▸ **WORK REQUEST**
Pick up the tamarind profile after its last sentence and continue it.
____ DOCUMENT SEGMENT
English/ Common name- Tamarind

Local name- ಹುಣಸೆ ಮರ

Botanical name- Tamarindus Indica

Appearance- evergreen tree of the pea family ( Fabaceae), The tree grows to about 24 meters tall and bears alternate, pinnately compound ( feather-forms) leaves with leaflets that are about 2 cm 0.75 inches long. The yellow flowers are borne in small clusters. The fruit is a brown pod-like legume, which contains a soft acidic pulp, and is sausage-shaped, curved, or straight, with rounded ends; the pulp is thick and blackish-brown in color and contains many hard-coated seeds.

Origin- The tamarind is native to the drier savannahs of East Africa and Madagascar. It may have been introduced in tropical Asia by Arabian traders (Ecoport, 2009). It is now widespread throughout the tropics. It is very common in Central America and the Caribbean and cultivated in Australia and Florida. It can withstand drought by shedding its leaves, as well as short occasional floodings and slight saline sprays (near the sea coasts). It is very sensitive to frost and does not grow well under 7°C.

Conditions required for growth- Tamarind prefers tropical and subtropical, dry, and windy climates. It can adapt even to the warm temperate climate, but there it'll not be very productive. Young plants can't withstand the cold, while the adults are resistant to temperature till 28 degrees Fahrenheit only. The best planting position is in full sun.
________
____ DATA
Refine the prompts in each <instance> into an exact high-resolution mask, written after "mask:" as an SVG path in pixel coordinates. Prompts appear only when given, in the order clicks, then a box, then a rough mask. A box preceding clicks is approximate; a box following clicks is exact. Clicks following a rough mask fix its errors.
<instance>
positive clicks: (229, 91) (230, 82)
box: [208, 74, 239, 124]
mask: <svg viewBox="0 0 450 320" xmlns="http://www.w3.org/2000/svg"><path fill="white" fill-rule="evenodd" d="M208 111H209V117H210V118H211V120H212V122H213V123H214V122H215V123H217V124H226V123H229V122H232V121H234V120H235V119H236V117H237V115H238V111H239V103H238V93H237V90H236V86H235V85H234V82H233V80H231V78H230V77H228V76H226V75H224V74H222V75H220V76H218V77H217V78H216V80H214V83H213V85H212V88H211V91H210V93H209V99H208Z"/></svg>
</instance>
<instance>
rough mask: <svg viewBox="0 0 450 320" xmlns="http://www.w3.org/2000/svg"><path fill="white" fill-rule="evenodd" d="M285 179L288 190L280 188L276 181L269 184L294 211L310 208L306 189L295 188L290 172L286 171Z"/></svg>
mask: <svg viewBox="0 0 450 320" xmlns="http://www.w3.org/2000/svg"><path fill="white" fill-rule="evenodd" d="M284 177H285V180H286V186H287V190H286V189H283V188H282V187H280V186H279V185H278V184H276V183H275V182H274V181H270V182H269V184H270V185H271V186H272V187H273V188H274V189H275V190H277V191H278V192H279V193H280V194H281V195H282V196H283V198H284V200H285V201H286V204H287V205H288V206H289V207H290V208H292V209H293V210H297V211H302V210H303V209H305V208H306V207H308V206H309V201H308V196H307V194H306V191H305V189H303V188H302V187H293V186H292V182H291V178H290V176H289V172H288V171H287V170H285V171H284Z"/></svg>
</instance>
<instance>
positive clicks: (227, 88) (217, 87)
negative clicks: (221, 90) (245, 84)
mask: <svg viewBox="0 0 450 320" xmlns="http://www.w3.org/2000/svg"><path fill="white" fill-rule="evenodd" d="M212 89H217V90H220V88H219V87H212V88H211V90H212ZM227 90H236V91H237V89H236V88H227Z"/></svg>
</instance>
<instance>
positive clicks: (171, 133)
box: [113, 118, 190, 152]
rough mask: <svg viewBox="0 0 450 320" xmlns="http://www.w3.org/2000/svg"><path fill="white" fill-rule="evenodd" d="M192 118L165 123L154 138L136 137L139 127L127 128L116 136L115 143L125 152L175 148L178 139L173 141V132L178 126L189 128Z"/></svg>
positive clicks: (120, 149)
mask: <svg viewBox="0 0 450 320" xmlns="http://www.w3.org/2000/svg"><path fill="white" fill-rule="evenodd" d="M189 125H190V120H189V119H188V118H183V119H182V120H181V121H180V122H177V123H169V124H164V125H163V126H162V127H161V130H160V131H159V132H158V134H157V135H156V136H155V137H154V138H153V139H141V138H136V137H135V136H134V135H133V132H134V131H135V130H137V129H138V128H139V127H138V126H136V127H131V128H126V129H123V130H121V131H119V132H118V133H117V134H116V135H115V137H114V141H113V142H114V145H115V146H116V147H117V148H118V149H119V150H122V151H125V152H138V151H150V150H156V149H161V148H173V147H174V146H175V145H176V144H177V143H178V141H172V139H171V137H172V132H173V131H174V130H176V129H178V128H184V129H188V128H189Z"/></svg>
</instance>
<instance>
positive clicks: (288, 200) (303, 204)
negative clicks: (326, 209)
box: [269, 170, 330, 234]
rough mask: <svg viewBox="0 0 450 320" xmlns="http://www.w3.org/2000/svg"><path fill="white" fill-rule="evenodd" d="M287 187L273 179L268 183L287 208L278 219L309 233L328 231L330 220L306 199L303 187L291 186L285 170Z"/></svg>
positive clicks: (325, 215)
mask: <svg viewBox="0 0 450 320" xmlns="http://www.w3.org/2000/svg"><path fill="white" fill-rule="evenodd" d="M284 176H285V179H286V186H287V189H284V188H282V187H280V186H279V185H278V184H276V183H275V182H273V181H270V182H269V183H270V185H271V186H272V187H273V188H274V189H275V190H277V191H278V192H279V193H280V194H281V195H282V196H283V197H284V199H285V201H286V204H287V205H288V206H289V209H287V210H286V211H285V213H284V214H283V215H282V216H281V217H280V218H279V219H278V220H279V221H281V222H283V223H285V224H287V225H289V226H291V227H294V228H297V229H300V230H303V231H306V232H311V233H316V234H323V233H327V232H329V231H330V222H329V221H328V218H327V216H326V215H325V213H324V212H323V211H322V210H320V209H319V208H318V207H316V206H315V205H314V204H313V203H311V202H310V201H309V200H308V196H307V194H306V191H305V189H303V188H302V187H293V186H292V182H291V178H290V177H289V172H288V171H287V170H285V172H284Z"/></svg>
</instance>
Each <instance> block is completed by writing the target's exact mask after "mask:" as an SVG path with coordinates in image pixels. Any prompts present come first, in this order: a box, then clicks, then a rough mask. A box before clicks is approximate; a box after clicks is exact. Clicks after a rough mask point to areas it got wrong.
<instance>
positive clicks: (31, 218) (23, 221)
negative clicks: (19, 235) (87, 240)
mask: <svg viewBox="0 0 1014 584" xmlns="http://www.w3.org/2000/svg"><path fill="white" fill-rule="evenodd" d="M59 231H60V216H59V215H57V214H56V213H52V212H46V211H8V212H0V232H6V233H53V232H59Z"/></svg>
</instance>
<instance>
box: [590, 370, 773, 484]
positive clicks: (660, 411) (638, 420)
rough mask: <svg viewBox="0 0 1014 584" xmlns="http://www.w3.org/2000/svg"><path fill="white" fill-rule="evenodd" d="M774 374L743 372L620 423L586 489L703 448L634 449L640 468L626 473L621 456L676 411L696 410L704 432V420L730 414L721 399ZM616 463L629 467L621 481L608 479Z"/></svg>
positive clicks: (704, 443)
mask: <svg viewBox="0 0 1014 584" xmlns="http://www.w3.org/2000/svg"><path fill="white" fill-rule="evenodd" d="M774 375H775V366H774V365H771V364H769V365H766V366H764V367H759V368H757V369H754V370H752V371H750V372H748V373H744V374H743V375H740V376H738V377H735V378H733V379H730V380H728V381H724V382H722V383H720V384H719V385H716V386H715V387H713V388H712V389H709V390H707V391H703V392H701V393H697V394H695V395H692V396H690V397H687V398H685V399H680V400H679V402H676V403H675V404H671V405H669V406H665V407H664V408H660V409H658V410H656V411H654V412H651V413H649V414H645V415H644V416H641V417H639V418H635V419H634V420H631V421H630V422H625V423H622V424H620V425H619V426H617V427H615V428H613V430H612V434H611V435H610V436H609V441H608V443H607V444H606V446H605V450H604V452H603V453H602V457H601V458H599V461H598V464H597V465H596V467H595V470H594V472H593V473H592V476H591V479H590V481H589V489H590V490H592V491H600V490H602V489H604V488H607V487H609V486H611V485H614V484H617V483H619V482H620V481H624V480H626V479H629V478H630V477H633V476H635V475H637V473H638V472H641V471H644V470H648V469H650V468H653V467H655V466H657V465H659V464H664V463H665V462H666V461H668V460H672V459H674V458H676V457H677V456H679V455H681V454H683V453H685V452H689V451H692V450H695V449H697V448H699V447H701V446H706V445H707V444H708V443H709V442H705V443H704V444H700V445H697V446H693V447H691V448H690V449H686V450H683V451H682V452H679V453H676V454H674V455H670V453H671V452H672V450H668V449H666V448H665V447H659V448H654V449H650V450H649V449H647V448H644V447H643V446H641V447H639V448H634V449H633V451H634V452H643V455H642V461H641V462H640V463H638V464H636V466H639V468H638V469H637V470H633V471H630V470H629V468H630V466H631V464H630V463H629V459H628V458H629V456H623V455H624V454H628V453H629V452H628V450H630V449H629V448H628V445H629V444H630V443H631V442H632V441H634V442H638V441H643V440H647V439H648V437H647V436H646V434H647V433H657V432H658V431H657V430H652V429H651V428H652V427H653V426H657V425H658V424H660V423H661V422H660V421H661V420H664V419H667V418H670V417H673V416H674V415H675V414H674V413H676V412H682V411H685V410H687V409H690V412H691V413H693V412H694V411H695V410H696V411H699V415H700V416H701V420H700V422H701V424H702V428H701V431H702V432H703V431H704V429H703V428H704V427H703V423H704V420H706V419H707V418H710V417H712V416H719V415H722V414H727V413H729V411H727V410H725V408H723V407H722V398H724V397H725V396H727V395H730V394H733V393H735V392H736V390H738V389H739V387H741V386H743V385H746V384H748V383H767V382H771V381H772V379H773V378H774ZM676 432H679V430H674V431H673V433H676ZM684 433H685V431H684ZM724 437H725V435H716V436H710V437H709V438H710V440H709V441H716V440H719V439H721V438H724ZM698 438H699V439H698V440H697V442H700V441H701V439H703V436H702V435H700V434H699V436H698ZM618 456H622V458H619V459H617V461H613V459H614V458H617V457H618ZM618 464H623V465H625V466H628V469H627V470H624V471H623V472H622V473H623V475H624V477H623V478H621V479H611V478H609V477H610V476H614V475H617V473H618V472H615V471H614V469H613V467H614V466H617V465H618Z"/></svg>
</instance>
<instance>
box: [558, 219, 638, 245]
________
▸ **WRITTEN REPLY**
Uses- Tamarind fruit is an important condiment/ adjunct used as an acidic/flavoring agent in the Indian cookery. India produces about 2.5 lakh tonnes of Tamarind pulp annually. Tamarind contains ingredients that might have laxative effects and some activity against certain fungi and bacteria. Researchers are studying tamarind as a possible treatment for dry eyes because it contains a chemical that is similar to mucin found in the eye. Mucin helps protect and wet the surface of the cornea.

Common remedies-

  • For Liver detox (Part of the tree used -Fruit ) - Take the shell off of the tamarinds, bring water to a rapid boil, and add tamarind, clove, salt, and ginger to the boiling water. Cover the pot and let it sleep for at least 2 hours or overnight, strain the juice and serve.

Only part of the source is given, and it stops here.